### THE TASK
Only one stretch of the data below is needed. Output the lines from the one with "Locate the orange zip" up to and including the one with "Locate the yellow", exactly as they stand.

### Data entries

____________________

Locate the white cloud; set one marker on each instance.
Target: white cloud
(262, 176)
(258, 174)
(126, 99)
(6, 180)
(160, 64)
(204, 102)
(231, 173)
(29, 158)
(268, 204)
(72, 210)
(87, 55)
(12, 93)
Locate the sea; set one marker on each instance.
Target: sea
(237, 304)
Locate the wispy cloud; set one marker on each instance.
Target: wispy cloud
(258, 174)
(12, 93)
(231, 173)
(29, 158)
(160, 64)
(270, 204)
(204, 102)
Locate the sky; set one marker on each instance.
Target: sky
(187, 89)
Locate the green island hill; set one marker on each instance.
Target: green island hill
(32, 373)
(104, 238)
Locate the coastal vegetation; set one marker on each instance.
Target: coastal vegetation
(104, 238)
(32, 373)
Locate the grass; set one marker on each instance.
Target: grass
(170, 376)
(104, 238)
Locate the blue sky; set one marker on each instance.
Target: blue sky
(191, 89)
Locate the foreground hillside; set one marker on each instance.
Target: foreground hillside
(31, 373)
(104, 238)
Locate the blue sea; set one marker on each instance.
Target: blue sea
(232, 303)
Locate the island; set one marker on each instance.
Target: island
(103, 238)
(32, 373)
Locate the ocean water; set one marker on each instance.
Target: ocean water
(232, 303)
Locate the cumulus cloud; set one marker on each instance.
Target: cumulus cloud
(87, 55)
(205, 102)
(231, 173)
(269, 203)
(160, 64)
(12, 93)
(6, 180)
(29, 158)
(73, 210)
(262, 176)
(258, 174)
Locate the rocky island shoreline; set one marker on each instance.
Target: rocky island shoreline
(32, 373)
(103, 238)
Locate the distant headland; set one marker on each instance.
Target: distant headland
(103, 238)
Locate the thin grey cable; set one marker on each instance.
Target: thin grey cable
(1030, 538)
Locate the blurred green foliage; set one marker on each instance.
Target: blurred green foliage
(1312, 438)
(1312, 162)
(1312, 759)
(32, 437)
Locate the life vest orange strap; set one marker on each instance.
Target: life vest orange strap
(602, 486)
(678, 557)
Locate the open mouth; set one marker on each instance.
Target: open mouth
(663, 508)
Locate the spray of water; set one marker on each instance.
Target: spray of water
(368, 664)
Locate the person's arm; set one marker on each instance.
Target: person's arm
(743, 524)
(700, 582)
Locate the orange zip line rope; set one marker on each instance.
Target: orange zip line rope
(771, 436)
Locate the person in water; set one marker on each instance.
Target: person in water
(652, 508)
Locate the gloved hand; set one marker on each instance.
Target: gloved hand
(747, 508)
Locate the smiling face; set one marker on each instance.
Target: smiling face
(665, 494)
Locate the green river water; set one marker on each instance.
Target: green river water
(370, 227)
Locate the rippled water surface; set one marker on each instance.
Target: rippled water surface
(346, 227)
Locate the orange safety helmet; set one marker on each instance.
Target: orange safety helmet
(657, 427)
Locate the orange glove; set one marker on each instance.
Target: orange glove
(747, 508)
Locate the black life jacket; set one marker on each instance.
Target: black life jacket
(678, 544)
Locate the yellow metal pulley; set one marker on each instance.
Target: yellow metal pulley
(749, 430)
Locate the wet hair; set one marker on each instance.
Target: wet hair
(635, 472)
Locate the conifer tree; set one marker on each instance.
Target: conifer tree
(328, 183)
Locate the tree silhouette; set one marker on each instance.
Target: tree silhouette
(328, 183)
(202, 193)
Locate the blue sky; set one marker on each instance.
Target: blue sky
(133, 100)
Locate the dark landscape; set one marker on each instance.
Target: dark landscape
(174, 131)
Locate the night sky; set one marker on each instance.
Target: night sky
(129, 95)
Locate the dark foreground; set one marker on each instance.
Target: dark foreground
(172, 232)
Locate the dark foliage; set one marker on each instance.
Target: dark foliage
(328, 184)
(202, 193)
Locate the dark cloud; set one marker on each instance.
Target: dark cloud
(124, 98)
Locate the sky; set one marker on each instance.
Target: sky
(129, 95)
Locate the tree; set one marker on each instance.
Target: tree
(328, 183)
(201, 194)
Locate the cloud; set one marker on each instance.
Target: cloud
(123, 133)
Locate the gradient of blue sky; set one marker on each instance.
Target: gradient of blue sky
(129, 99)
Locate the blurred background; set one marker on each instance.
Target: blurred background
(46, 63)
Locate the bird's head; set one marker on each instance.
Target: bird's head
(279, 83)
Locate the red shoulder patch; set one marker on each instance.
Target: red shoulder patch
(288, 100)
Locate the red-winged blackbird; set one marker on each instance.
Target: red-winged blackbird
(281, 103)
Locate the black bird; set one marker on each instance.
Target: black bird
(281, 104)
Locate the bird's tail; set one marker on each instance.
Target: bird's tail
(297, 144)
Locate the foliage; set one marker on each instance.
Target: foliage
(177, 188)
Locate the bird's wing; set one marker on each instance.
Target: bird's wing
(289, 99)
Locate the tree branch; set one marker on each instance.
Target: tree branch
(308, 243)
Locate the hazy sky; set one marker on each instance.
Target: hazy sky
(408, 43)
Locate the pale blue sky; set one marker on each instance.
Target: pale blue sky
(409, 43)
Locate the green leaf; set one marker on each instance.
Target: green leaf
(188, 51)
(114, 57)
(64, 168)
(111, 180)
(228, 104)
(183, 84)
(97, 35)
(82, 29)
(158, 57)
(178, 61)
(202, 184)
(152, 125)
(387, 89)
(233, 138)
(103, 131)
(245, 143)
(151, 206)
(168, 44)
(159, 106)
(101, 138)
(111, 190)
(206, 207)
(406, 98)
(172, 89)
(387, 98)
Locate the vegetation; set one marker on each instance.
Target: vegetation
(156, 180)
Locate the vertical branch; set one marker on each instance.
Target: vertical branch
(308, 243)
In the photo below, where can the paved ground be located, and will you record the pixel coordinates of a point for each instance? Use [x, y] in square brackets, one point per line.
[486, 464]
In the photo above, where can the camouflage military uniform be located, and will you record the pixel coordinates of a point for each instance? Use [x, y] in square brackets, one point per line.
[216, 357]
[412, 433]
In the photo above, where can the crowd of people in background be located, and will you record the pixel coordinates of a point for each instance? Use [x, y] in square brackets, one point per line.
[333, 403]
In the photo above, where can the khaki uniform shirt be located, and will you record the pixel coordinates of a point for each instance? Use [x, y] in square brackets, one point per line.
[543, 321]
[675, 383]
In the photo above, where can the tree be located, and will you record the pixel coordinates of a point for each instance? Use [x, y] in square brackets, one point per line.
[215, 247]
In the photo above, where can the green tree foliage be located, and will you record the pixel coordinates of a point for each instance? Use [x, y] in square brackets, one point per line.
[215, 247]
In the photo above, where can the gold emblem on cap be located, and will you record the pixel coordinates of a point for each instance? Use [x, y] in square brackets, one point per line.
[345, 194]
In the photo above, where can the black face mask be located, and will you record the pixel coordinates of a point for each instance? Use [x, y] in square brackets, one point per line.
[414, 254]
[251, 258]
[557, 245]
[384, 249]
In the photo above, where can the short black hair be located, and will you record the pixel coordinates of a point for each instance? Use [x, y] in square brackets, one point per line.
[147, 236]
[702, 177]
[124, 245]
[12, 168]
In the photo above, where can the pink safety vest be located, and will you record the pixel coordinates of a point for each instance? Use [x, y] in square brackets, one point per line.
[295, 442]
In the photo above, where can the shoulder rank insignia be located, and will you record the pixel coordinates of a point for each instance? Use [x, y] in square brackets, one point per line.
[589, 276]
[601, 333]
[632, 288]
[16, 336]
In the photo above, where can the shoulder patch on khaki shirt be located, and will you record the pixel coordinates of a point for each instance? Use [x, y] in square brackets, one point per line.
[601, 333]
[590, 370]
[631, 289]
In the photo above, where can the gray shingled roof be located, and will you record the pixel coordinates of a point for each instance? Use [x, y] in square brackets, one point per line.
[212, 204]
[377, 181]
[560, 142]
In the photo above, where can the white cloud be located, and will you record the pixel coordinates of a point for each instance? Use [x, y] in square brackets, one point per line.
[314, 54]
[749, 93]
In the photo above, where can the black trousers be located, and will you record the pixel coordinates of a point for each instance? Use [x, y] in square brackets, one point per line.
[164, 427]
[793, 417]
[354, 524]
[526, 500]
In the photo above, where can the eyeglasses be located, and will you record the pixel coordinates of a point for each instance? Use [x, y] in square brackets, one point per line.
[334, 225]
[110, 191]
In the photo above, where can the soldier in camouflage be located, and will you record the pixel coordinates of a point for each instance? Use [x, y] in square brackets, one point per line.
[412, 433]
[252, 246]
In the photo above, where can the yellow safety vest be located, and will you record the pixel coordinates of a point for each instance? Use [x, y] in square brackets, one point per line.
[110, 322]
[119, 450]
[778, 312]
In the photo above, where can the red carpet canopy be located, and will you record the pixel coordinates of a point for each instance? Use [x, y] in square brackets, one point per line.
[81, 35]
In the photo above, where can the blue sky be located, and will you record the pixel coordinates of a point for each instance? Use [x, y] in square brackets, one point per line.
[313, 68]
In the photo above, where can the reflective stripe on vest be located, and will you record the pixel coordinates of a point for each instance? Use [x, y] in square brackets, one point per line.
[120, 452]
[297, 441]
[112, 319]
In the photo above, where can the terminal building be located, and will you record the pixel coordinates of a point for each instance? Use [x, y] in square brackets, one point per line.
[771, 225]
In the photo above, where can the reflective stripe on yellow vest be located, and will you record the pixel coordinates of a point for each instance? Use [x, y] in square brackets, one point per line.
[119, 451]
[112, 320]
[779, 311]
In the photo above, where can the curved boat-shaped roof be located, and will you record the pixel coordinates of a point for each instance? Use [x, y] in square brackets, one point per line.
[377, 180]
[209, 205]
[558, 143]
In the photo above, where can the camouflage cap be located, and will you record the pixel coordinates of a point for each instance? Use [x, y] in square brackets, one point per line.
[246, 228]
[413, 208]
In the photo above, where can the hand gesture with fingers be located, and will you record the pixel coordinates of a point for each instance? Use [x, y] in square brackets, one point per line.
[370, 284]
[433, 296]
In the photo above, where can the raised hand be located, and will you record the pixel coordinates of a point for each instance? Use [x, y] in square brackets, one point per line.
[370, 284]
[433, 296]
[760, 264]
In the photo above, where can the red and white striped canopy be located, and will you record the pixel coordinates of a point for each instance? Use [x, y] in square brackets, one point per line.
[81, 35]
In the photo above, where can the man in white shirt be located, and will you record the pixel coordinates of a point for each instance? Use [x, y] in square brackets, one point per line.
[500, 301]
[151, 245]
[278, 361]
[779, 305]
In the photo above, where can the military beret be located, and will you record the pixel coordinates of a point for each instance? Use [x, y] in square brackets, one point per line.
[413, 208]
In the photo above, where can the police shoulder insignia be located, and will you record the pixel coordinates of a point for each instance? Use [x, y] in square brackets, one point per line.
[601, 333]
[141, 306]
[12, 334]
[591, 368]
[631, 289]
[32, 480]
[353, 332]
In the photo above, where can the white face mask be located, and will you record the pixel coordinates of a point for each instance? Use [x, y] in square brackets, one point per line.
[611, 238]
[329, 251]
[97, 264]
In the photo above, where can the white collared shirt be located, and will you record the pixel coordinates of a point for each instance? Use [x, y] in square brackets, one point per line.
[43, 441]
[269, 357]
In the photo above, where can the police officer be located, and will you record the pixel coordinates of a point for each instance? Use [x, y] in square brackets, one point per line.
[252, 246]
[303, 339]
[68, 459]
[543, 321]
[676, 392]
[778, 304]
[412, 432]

____________________

### YOUR SOLUTION
Locate the orange zip line rope; set one marker on each instance.
Target: orange zip line rope
(771, 436)
Locate the person in water; set one marker on each instance.
Target: person in water
(652, 508)
Locate the gloved hand; set one marker on each instance.
Target: gloved hand
(747, 508)
Locate the smiling face; set one marker on each instance.
Target: smiling face
(665, 494)
Locate the green river water; set one marker on each instance.
Target: green river water
(370, 227)
Locate the rippled water surface; set one marker on each instance.
Target: rippled water surface
(346, 227)
Locate the orange safety helmet; set one marker on each instance.
Target: orange safety helmet
(657, 427)
Locate the orange glove; set one marker on each instance.
Target: orange glove
(747, 508)
Locate the black life jacket; set one marker on each instance.
Target: black life jacket
(678, 544)
Locate the yellow metal pulley; set one marker on each instance.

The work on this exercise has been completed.